KUTIPAN SUMBER:
Belem, Brasil, – Pada 18 November 2025, PBI Kanada menggelar sebuah webinar internasional yang menghadirkan tiga figur penting dalam isu lingkungan dan masyarakat adat: Dina Danomira dan Teddy Wakum, pembela tanah dan lingkungan hidup dari Papua Barat, serta Javier Garate, penasihat kebijakan Global Witness di Brasil. Lebih dari 100 peserta dari 14 negara turut menyimak percakapan yang menyoroti ancaman serius terhadap ruang hidup masyarakat adat di Indonesia menjelang COP30 di Belém, Brasil.
Pada hari yang sama, Pelapor Khusus PBB termasuk Mary Lawlor, Michel Forst, dan Elisa Morgera mengeluarkan pernyataan keras:
“Masyarakat Adat menghadapi pelanggaran yang meluas… Solusi iklim harus dikembangkan bersama mereka.”
Pernyataan ini secara langsung menegaskan situasi kritis yang sedang terjadi di Papua Barat dan berbagai wilayah adat lainnya di Indonesia.

Papua Barat: “Hutan Hujan Terbesar Ketiga Dunia Sedang Hancur”
Dalam webinar tersebut, Dina Danomira membuka fakta yang jarang diketahui publik internasional bahwa Papua Barat memiliki hutan hujan terbesar ketiga di dunia setelah Amazon dan Kongo. Tapi mereka menghadapi kerusakan lingkungan dan pelanggaran HAM yang masif.
The Guardian telah melaporkan bagaimana Papua Barat di bawah kendali Indonesia sejak 1963 menjadi lokasi ribuan hektar hutan yang ditebang untuk tebu, sawit, bioetanol, dan berbagai konsesi tambang emas, tembaga, mineral, maupun gas alam.
Pertanyaan besar pun muncul: Bagaimana komitmen iklim global bisa dicapai jika salah satu paru-paru bumi dibiarkan terus rusak atas nama investasi?
Merauke: 2 Juta Hektar Hutan & Savana Terancam Hilang
Teddy Wakum, pengacara dan Direktur LBH Merauke, memaparkan ancaman terbesar mereka saat ini adalah pembukaan secara besar-besaran lahan dan hutan.
“Kami prihatin dengan rencana pemerintah mengambil alih dua juta hektar lahan di Merauke.”
Dia katakan, menurut data Mongabay sebelumnya mengungkapkan sebanyak 2 juta hektar hutan, rawa, dan padang rumput akan dibabat untuk mega-proyek tebu. selain itu juga melibatkan 5 konsorsium raksasa, termasuk PT Global Papua Abadi dengan nilai investasi mencapai Rp 130 triliun.
Menurut laporan investigasi, proyek ini merupakan bagian dari PSN (Proyek Strategis Nasional) yang sering mengorbankan hak masyarakat adat.
Wakum menegaskan bahwa masyarakat adat sudah menghadapi kriminalisasi, konflik, dan hilangnya ruang hidup akibat proyek food estate yang dipaksakan.

ENTRI DATA:
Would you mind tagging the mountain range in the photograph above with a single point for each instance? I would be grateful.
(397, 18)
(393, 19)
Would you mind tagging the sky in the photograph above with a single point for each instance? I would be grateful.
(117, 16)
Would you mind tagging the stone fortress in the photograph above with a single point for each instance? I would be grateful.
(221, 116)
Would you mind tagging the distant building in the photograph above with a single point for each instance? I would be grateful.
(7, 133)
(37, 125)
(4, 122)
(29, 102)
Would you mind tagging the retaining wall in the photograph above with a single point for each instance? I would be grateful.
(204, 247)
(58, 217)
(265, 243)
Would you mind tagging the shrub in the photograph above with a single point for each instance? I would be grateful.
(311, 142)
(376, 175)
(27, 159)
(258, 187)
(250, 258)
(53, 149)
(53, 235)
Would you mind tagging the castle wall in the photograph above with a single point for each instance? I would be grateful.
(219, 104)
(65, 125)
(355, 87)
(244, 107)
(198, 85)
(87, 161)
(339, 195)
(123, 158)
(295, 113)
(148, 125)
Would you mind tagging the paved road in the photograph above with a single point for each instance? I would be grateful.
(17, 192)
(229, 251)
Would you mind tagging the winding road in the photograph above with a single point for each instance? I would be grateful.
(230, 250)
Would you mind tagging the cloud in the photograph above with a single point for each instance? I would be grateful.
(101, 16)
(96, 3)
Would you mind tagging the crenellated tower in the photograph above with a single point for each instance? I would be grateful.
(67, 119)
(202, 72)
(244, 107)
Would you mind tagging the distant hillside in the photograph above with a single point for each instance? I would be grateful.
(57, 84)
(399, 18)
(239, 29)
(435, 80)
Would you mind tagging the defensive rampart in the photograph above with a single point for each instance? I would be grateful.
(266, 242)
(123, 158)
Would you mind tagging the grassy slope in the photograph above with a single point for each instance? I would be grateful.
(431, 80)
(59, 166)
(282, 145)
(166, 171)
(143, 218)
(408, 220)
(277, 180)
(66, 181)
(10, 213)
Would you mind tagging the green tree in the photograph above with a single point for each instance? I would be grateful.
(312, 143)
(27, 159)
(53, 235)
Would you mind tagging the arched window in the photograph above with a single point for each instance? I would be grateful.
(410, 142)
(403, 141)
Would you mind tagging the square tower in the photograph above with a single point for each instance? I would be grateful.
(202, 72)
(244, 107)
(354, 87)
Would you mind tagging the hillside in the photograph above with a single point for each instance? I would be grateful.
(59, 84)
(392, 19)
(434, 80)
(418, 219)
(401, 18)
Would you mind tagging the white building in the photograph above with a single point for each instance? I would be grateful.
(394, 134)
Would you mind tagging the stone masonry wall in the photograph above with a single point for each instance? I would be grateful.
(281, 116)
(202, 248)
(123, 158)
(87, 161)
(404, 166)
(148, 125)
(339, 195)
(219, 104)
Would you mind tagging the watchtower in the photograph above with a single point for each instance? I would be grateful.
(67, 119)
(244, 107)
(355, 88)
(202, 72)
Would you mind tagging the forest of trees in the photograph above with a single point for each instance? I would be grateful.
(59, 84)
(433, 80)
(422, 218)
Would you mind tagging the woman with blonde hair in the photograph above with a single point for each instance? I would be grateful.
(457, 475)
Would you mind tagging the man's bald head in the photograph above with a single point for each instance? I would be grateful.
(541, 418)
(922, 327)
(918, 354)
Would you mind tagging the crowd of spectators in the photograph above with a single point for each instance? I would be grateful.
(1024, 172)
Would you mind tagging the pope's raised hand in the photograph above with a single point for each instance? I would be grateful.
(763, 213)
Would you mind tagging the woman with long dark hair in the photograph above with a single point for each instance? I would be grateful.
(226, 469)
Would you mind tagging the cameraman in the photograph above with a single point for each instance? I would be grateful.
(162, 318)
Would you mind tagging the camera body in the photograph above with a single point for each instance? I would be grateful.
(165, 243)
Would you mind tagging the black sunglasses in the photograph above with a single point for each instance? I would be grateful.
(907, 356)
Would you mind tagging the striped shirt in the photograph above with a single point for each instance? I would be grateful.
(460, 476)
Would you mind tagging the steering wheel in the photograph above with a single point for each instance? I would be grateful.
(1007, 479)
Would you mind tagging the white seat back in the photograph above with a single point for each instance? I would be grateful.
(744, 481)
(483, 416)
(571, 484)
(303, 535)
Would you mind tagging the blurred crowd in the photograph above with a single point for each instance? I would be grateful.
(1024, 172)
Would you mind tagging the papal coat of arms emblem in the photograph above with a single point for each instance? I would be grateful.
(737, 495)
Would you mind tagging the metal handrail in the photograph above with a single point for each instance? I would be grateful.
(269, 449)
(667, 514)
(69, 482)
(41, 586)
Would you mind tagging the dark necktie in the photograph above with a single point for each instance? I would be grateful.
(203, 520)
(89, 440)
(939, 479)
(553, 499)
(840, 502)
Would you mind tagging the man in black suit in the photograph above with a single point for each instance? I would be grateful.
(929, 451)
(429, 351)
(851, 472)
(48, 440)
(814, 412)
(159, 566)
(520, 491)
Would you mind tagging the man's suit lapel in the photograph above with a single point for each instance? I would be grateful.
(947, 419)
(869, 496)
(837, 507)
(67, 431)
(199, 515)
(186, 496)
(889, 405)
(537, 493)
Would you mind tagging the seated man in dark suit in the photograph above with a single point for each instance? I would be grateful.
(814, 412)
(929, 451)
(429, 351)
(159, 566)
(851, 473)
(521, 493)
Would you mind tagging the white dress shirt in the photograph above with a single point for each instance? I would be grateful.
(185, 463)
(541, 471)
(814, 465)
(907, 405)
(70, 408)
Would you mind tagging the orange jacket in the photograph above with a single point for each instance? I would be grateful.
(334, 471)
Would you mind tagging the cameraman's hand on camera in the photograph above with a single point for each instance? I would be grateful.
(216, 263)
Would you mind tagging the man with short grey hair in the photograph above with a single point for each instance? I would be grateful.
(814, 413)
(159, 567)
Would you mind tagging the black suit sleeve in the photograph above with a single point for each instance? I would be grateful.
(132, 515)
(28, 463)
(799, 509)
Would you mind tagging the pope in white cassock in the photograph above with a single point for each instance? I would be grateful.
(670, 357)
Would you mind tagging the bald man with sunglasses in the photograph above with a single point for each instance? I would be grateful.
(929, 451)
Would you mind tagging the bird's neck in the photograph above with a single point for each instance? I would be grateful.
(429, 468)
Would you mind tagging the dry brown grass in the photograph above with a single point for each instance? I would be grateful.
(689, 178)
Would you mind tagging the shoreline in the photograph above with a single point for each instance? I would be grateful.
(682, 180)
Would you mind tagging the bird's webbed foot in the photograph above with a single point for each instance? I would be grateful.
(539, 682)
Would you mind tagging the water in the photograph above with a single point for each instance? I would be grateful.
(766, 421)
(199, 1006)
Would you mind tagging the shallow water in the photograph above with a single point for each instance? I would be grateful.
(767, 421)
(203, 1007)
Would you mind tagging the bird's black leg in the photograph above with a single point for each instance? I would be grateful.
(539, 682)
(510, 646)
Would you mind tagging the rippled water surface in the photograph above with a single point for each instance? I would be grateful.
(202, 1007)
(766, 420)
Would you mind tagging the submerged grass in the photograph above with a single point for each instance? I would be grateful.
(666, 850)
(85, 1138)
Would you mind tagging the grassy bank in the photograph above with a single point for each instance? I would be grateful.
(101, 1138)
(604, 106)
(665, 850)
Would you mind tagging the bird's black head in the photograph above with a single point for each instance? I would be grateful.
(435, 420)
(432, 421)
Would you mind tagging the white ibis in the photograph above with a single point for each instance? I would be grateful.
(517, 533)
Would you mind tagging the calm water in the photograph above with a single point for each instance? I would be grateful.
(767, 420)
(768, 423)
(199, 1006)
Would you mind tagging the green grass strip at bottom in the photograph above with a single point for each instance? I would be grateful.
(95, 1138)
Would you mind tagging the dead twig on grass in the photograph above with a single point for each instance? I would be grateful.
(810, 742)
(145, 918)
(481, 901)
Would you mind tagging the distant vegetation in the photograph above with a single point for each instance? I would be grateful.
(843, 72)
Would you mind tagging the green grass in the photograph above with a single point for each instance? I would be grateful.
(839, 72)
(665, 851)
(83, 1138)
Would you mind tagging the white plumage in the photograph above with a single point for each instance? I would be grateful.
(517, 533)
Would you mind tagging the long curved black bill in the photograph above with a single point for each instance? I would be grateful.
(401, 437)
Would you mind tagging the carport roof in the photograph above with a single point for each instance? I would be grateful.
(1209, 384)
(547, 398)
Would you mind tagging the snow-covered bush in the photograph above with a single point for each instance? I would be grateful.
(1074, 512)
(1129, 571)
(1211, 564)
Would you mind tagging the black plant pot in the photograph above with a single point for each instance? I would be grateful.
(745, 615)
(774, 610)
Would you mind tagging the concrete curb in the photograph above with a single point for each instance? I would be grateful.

SELESAIKAN TUGAS BERIKUT:
- 1) Sebutkan nama semua narasumber yang dihadirkan dalam webinar PBI Kanada menurut kutipan sumber.
- 2) Salin ulang seluruh bagian kutipan sumber mulai dari "Merauke: 2 Juta" ke bawah hingga "estate yang dipaksakan." tanpa perubahan apa pun.

DAFTAR JAWABAN:
- 1) Dina Danomira, Teddy Wakum, Javier Garate

- 2)
Merauke: 2 Juta Hektar Hutan & Savana Terancam Hilang
Teddy Wakum, pengacara dan Direktur LBH Merauke, memaparkan ancaman terbesar mereka saat ini adalah pembukaan secara besar-besaran lahan dan hutan.
“Kami prihatin dengan rencana pemerintah mengambil alih dua juta hektar lahan di Merauke.”
Dia katakan, menurut data Mongabay sebelumnya mengungkapkan sebanyak 2 juta hektar hutan, rawa, dan padang rumput akan dibabat untuk mega-proyek tebu. selain itu juga melibatkan 5 konsorsium raksasa, termasuk PT Global Papua Abadi dengan nilai investasi mencapai Rp 130 triliun.
Menurut laporan investigasi, proyek ini merupakan bagian dari PSN (Proyek Strategis Nasional) yang sering mengorbankan hak masyarakat adat.
Wakum menegaskan bahwa masyarakat adat sudah menghadapi kriminalisasi, konflik, dan hilangnya ruang hidup akibat proyek food estate yang dipaksakan.